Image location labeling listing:
• • •

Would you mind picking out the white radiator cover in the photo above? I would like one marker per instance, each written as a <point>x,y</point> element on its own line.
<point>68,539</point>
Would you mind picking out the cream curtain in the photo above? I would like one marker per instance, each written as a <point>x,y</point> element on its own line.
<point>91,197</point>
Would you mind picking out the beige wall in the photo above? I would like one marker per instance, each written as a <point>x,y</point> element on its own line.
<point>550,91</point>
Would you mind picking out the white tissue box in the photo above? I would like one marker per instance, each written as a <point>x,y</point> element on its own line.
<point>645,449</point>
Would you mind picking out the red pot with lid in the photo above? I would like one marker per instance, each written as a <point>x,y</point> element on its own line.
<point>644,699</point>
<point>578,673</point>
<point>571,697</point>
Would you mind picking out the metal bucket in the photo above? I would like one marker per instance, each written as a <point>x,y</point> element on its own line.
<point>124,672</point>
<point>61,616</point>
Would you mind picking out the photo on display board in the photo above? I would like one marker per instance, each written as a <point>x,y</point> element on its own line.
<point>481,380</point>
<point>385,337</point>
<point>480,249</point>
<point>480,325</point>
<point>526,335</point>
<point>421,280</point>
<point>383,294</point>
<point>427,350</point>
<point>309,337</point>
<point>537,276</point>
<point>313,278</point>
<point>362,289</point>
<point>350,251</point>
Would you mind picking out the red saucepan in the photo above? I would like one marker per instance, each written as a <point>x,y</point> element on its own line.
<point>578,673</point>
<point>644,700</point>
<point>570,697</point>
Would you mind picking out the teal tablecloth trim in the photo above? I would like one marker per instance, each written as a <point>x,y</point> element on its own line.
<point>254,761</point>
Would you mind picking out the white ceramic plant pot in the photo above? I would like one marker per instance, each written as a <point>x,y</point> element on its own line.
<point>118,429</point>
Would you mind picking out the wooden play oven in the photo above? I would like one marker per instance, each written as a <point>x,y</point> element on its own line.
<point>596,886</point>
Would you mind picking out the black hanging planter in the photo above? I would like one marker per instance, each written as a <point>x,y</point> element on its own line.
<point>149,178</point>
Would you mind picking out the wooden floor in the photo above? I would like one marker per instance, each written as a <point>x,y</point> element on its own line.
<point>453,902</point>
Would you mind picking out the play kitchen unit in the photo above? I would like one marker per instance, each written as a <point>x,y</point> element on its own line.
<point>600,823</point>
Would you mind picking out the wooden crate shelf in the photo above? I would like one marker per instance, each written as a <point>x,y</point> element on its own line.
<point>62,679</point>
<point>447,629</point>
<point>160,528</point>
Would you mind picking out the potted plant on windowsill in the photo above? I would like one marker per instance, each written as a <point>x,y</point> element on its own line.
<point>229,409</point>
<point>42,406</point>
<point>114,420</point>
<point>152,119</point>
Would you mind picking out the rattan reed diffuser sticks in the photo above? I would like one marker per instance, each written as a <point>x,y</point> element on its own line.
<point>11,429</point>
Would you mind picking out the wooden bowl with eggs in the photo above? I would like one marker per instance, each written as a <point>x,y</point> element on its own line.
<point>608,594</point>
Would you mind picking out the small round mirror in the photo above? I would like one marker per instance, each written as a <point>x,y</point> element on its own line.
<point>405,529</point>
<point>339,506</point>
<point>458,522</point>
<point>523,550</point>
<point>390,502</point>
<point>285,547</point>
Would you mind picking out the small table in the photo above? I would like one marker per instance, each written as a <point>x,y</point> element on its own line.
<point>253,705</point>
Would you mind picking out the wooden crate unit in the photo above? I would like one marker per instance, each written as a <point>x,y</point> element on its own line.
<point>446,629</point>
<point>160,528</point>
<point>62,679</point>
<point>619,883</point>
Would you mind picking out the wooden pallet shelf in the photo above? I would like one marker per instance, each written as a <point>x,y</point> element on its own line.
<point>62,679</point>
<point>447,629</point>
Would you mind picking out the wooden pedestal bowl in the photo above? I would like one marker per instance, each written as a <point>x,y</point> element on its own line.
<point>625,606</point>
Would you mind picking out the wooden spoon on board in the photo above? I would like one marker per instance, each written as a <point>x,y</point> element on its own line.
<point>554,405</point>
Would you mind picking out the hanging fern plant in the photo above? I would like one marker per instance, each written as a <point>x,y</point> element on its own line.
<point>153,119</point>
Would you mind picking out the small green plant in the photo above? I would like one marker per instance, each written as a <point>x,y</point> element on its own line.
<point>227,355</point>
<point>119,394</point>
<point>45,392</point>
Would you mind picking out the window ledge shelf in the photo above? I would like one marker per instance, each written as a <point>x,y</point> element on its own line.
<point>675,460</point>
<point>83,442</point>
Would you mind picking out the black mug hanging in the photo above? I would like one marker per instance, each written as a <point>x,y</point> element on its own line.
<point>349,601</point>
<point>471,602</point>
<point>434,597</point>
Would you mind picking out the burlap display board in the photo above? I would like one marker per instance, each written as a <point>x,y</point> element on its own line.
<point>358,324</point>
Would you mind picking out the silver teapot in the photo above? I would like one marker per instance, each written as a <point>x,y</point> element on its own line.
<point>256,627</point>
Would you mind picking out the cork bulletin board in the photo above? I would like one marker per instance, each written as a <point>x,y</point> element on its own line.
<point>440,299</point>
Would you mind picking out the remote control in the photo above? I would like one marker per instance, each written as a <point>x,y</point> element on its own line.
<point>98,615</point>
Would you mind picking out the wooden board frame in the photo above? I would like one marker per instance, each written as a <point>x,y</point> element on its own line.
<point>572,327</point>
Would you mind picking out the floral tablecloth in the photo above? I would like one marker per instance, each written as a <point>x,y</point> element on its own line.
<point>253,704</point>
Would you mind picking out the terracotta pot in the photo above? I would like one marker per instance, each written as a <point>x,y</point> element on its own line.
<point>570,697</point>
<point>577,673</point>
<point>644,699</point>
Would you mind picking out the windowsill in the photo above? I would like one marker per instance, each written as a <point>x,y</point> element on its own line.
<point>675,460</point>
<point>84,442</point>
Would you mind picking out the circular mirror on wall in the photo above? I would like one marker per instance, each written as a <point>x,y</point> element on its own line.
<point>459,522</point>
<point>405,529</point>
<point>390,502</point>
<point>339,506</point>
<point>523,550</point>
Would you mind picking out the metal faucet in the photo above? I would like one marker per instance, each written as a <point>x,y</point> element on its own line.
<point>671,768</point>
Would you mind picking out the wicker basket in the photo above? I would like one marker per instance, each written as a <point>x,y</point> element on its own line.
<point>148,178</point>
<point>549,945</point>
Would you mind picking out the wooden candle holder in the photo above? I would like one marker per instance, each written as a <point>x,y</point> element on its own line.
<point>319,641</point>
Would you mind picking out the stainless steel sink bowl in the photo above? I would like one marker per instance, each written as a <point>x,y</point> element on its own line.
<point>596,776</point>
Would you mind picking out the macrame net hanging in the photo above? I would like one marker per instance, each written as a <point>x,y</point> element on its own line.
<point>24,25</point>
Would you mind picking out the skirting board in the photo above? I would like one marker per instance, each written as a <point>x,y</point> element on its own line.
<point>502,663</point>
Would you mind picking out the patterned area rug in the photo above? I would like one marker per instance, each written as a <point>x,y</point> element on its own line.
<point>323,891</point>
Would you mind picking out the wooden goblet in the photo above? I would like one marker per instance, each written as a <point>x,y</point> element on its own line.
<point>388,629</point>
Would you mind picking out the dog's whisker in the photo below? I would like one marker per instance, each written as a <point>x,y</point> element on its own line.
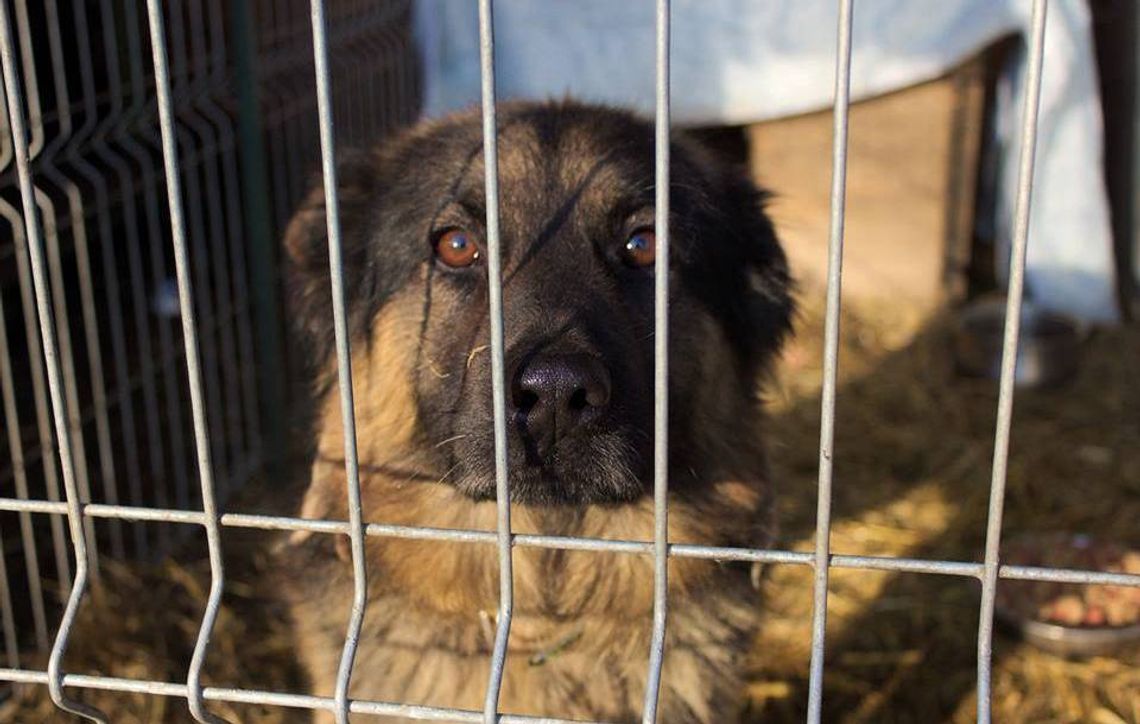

• • •

REQUIRED WORK:
Please put every line of the listing above into a JSON list of strings, one string per line, leaving out blank lines and the pictures.

WRITTEN RESPONSE:
[
  "Would you mind picking out the white radiator cover in the photo above? I would like one marker per instance, each written as a <point>x,y</point> element on its own line.",
  "<point>68,539</point>",
  "Would you mind picking out the cream curtain in the photo above? I would like one marker per instance, each written as a <point>x,y</point> element on its own line.",
  "<point>91,197</point>",
  "Would you mind picking out the beige wall in the photo above? I would like one marker per instance, each written as a <point>x,y</point> element on its own line.",
  "<point>550,91</point>",
  "Would you mind picking out the white tissue box in the photo above? I would like one marker per instance, each written as a <point>x,y</point> element on its own line.",
  "<point>645,449</point>",
  "Would you mind picking out the red pot with lid in the photo above? I would like one marker per instance, each written as a <point>x,y</point> element on its own line.",
  "<point>644,699</point>",
  "<point>578,673</point>",
  "<point>571,697</point>",
  "Would you mind picking out the metal bucket in the photo above? I would like one marker per instance, each written as a <point>x,y</point> element on its own line.",
  "<point>124,672</point>",
  "<point>61,616</point>",
  "Would you mind picking out the photo on display board in the photo above? I would like one marker per instance, each written as a <point>x,y</point> element on its own line.",
  "<point>481,380</point>",
  "<point>385,337</point>",
  "<point>480,249</point>",
  "<point>480,325</point>",
  "<point>526,335</point>",
  "<point>421,280</point>",
  "<point>383,294</point>",
  "<point>427,350</point>",
  "<point>309,337</point>",
  "<point>537,276</point>",
  "<point>313,278</point>",
  "<point>362,289</point>",
  "<point>350,251</point>",
  "Would you mind picking out the red saucepan in the photo above? I would like one marker per instance, each written as a <point>x,y</point> element on its own line.",
  "<point>578,673</point>",
  "<point>644,700</point>",
  "<point>570,697</point>",
  "Would you mind picking out the teal tablecloth trim in the photo above? I would like one marker per instance, each written as a <point>x,y</point> element on its own line.",
  "<point>254,761</point>",
  "Would you mind picking out the white ceramic plant pot in the photo above? I would like one marker per instance, each written as a <point>x,y</point> element on its own line.",
  "<point>118,429</point>",
  "Would you mind picking out the wooden play oven in the photo above? I would like one marker per instance, each written as a <point>x,y</point> element on its own line.",
  "<point>596,886</point>",
  "Would you mind picking out the black hanging planter in the photo above? I would like one marker per instance, each written as a <point>x,y</point> element on its own line.",
  "<point>149,178</point>",
  "Would you mind picking out the wooden floor in the photo above? I would like one marker per instance, each written as a <point>x,y</point> element on its own line.",
  "<point>453,902</point>",
  "Would you mind picking out the play kitchen unit in the photo above? I would like one marker per instance, each written as a <point>x,y</point> element on its own line.",
  "<point>600,823</point>",
  "Would you mind picking out the wooden crate shelf in the photo above? I would like one marker per instance, each written as a <point>x,y</point> element on its own line.",
  "<point>62,679</point>",
  "<point>447,629</point>",
  "<point>160,528</point>",
  "Would you mind picking out the potted plant on windowsill in the photo above? I would like one marker per instance, each written as a <point>x,y</point> element on its own line.",
  "<point>229,409</point>",
  "<point>42,406</point>",
  "<point>114,420</point>",
  "<point>152,119</point>",
  "Would you mind picking out the rattan reed diffuser sticks in the photo above? I would like one marker per instance, each written as a <point>x,y</point> element on its own line.",
  "<point>11,429</point>",
  "Would you mind picking out the wooden bowl with eggs in the photo above? I would like one marker per instance, each written as a <point>x,y</point> element on its own line.",
  "<point>608,594</point>",
  "Would you mind picking out the small round mirror in the photo above? I would like one marker per instance, each written as a <point>x,y</point> element on its own line.",
  "<point>405,529</point>",
  "<point>339,506</point>",
  "<point>458,522</point>",
  "<point>523,550</point>",
  "<point>390,502</point>",
  "<point>285,547</point>",
  "Would you mind picking out the small table in the photo above? I would like one marker per instance, each written as a <point>x,y</point> element on its own line.",
  "<point>253,705</point>",
  "Would you mind picking out the wooden crate unit in the photo above? I would like one marker per instance, each written as a <point>x,y</point> element on its own line.",
  "<point>446,629</point>",
  "<point>160,528</point>",
  "<point>62,679</point>",
  "<point>619,883</point>",
  "Would you mind picking out the wooden pallet shelf in the photo above? I would like one marker per instance, each written as a <point>x,y</point> element on its own line.",
  "<point>62,679</point>",
  "<point>447,629</point>",
  "Would you mind picking out the wooden pedestal bowl in the photo above? I would like one marker per instance, each written as a <point>x,y</point> element on its own line.",
  "<point>625,606</point>",
  "Would you mind picking out the wooden spoon on board in the photo above? I would like one marker per instance, each written as a <point>x,y</point> element on its own line.",
  "<point>554,405</point>",
  "Would you mind picking out the hanging fern plant in the photo above? I would like one marker per instance, each written as a <point>x,y</point> element on its own line.",
  "<point>153,119</point>",
  "Would you mind picking out the small green plant in the photo above? I would like one marker per instance, each written as a <point>x,y</point> element on its own line.",
  "<point>227,355</point>",
  "<point>119,394</point>",
  "<point>45,392</point>",
  "Would you mind picking out the window ledge shelf in the photo above? I would like one marker per instance, each written as a <point>x,y</point> element on its own line.",
  "<point>675,460</point>",
  "<point>83,442</point>",
  "Would you mind picking out the black mug hanging in the photo above? I would like one marker per instance, each written as a <point>x,y</point> element on its own line.",
  "<point>349,601</point>",
  "<point>471,602</point>",
  "<point>434,597</point>",
  "Would you mind picking out the burlap display board in the photo above? I would like one marker per instance, each written as a <point>x,y</point> element on its own line.",
  "<point>358,324</point>",
  "Would you mind picking out the silver teapot in the photo above? I would like one marker per instance, each written as a <point>x,y</point> element on its own line.",
  "<point>256,627</point>",
  "Would you mind picking out the cork bulletin board in the photo above? I would like one marker per instance, each written as a <point>x,y</point> element on its own line.",
  "<point>440,299</point>",
  "Would you mind picking out the remote control in the photo above? I would like one marker per instance, each written as a <point>x,y</point> element on its own line.",
  "<point>98,615</point>",
  "Would you mind picking out the wooden board frame in the photo above? I would like one marker per instance, each written as a <point>x,y</point> element on its own line.",
  "<point>572,327</point>",
  "Would you mind picking out the floral tablecloth in the photo above? I would like one marker per instance, each written as a <point>x,y</point> element on its own line.",
  "<point>253,704</point>",
  "Would you mind picking out the terracotta pot in the photo above? I would like one marker per instance, each written as a <point>x,y</point> element on its own line.",
  "<point>570,697</point>",
  "<point>577,673</point>",
  "<point>644,699</point>",
  "Would you mind picking out the windowsill in the photo above? I would like one marker per instance, each written as a <point>x,y</point> element on its own line.",
  "<point>675,460</point>",
  "<point>84,442</point>",
  "Would you mind picking out the circular mirror on wall in the photo above? I would like one marker per instance, each written as a <point>x,y</point> element on its own line.",
  "<point>459,522</point>",
  "<point>405,529</point>",
  "<point>390,502</point>",
  "<point>339,506</point>",
  "<point>523,550</point>",
  "Would you mind picking out the metal faucet in the photo above? I would like one marker per instance, each written as a <point>x,y</point> element on its own line.",
  "<point>671,768</point>",
  "Would you mind picking out the wicker basket in the photo above? I would like one marker per instance, each written as a <point>x,y</point> element on its own line.",
  "<point>148,178</point>",
  "<point>549,945</point>",
  "Would you mind picking out the wooden candle holder in the photo above? I would like one marker per instance, each written as a <point>x,y</point> element on its own line.",
  "<point>319,641</point>",
  "Would you mind picking out the stainless steel sink bowl in the photo above? I would like one marker per instance, each written as a <point>x,y</point> element on its own line.",
  "<point>596,776</point>",
  "Would you mind picking out the macrame net hanging in the photo above? I would like one marker per instance, each written as a <point>x,y</point> element on its own line.",
  "<point>24,25</point>",
  "Would you mind picking out the skirting board in the photo above? I would like one marker per instance, each written as a <point>x,y</point> element on its own line.",
  "<point>502,663</point>",
  "Would you mind picking out the patterned area rug in the photo above? I would like one marker per instance, each written as a <point>x,y</point> element on its own line.",
  "<point>323,891</point>",
  "Would you mind picking out the wooden goblet in the photo above? I would like one marker per instance, each written as a <point>x,y</point> element on its own line.",
  "<point>388,629</point>",
  "Would you mind picking out the dog's whisker in the photo below? I would like one marker per instance, each written as a <point>x,y</point> element on its own line."
]